▶ _Saved entries_:
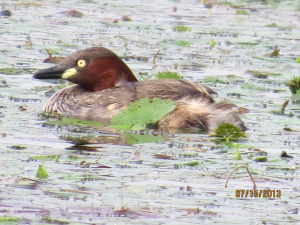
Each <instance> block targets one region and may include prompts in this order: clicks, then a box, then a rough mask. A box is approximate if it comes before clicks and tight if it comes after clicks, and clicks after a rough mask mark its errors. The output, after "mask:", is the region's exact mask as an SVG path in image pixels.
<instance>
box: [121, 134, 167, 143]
mask: <svg viewBox="0 0 300 225" xmlns="http://www.w3.org/2000/svg"><path fill="white" fill-rule="evenodd" d="M123 135H124V137H125V139H126V141H127V143H128V144H129V145H133V144H140V143H157V142H163V141H165V138H164V137H163V136H161V135H157V136H154V135H150V134H134V133H132V132H126V131H125V132H124V133H123Z"/></svg>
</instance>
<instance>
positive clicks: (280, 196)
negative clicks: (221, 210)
mask: <svg viewBox="0 0 300 225" xmlns="http://www.w3.org/2000/svg"><path fill="white" fill-rule="evenodd" d="M235 197H237V198H280V197H281V190H267V189H266V190H243V189H240V190H236V191H235Z"/></svg>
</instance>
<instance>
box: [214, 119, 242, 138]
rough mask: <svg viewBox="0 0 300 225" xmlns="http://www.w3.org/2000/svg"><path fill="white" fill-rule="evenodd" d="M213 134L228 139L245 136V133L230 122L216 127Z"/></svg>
mask: <svg viewBox="0 0 300 225" xmlns="http://www.w3.org/2000/svg"><path fill="white" fill-rule="evenodd" d="M213 135H214V136H218V137H222V138H226V139H228V140H229V139H230V138H240V137H245V133H244V132H243V131H241V130H240V129H239V128H238V127H236V126H234V125H233V124H231V123H223V124H221V125H220V126H218V127H217V129H216V130H215V132H214V134H213Z"/></svg>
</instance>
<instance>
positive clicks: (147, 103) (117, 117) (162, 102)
mask: <svg viewBox="0 0 300 225" xmlns="http://www.w3.org/2000/svg"><path fill="white" fill-rule="evenodd" d="M176 106H177V104H176V103H175V102H173V101H170V100H161V99H157V98H154V99H149V98H141V99H138V100H136V101H135V102H134V103H131V104H130V105H129V106H128V107H127V108H126V109H124V110H122V111H121V112H120V113H119V114H117V115H115V116H114V117H113V118H112V119H111V125H112V127H114V128H116V129H122V130H129V129H130V130H141V129H145V127H146V125H147V124H155V123H156V122H157V121H158V120H160V119H161V118H162V117H164V116H165V115H167V114H168V113H170V112H172V111H173V110H174V109H175V108H176Z"/></svg>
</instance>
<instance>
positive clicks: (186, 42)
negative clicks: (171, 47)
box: [176, 41, 191, 47]
mask: <svg viewBox="0 0 300 225" xmlns="http://www.w3.org/2000/svg"><path fill="white" fill-rule="evenodd" d="M176 44H177V45H179V46H182V47H190V46H191V43H190V42H188V41H177V42H176Z"/></svg>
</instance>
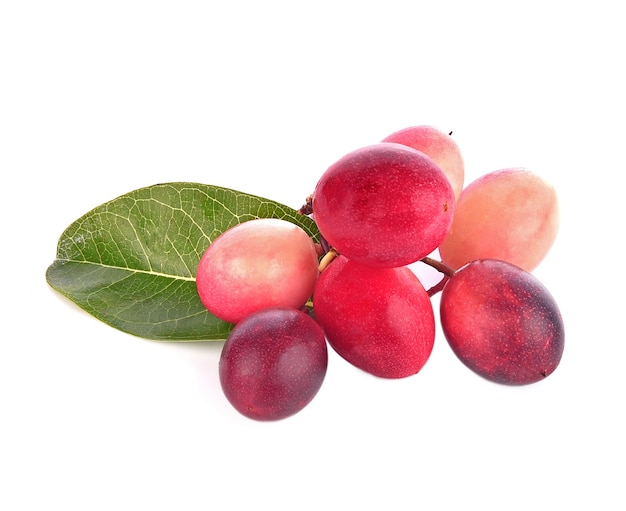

▶ _WHAT YOU NEED TO DO_: Output the data verbatim, images excluded.

▶ _COMPLETED EXERCISE_:
Each <instance> block targets one region and may include prompts in this order: clicks, then a box, then a rough mask. A box is approximate if it comes before clicks and tight if it comes after clicks, and clicks after a rough mask mark its errors. The output, after "mask:", is the region's exact mask as an SVG path in image pixels.
<instance>
box: [121, 134, 167, 143]
mask: <svg viewBox="0 0 300 225" xmlns="http://www.w3.org/2000/svg"><path fill="white" fill-rule="evenodd" d="M123 135H124V137H125V139H126V141H127V143H128V144H129V145H133V144H140V143H157V142H163V141H165V138H164V137H163V136H161V135H157V136H154V135H150V134H134V133H132V132H126V131H125V132H124V133H123Z"/></svg>
</instance>
<instance>
positive clicks: (280, 196)
negative clicks: (221, 210)
mask: <svg viewBox="0 0 300 225" xmlns="http://www.w3.org/2000/svg"><path fill="white" fill-rule="evenodd" d="M235 197H237V198H280V197H281V190H267V189H266V190H243V189H240V190H236V191H235Z"/></svg>
</instance>
<instance>
box: [214, 119, 242, 138]
rough mask: <svg viewBox="0 0 300 225" xmlns="http://www.w3.org/2000/svg"><path fill="white" fill-rule="evenodd" d="M213 134L228 139L245 136V133L230 122L216 127Z"/></svg>
mask: <svg viewBox="0 0 300 225" xmlns="http://www.w3.org/2000/svg"><path fill="white" fill-rule="evenodd" d="M213 135H214V136H218V137H222V138H226V139H228V140H229V139H230V138H240V137H245V133H244V132H243V131H241V130H240V129H239V128H238V127H236V126H234V125H233V124H231V123H223V124H221V125H220V126H218V127H217V129H216V130H215V132H214V134H213Z"/></svg>
</instance>
<instance>
positive clicks: (147, 103) (117, 117) (162, 102)
mask: <svg viewBox="0 0 300 225" xmlns="http://www.w3.org/2000/svg"><path fill="white" fill-rule="evenodd" d="M176 106H177V104H176V103H175V102H173V101H170V100H161V99H157V98H154V99H149V98H141V99H138V100H136V101H135V102H134V103H131V104H130V105H129V106H128V107H127V108H126V109H124V110H122V111H121V112H120V113H119V114H117V115H115V116H114V117H113V118H112V119H111V125H112V127H114V128H116V129H122V130H129V129H130V130H141V129H145V127H146V125H147V124H155V123H156V122H157V121H158V120H160V119H161V118H162V117H164V116H165V115H167V114H168V113H170V112H172V111H173V110H174V109H175V108H176Z"/></svg>
</instance>
<instance>
positive clicks: (186, 42)
negative clicks: (171, 47)
box: [176, 41, 191, 47]
mask: <svg viewBox="0 0 300 225" xmlns="http://www.w3.org/2000/svg"><path fill="white" fill-rule="evenodd" d="M176 44H177V45H179V46H182V47H190V46H191V43H190V42H188V41H177V42H176Z"/></svg>
</instance>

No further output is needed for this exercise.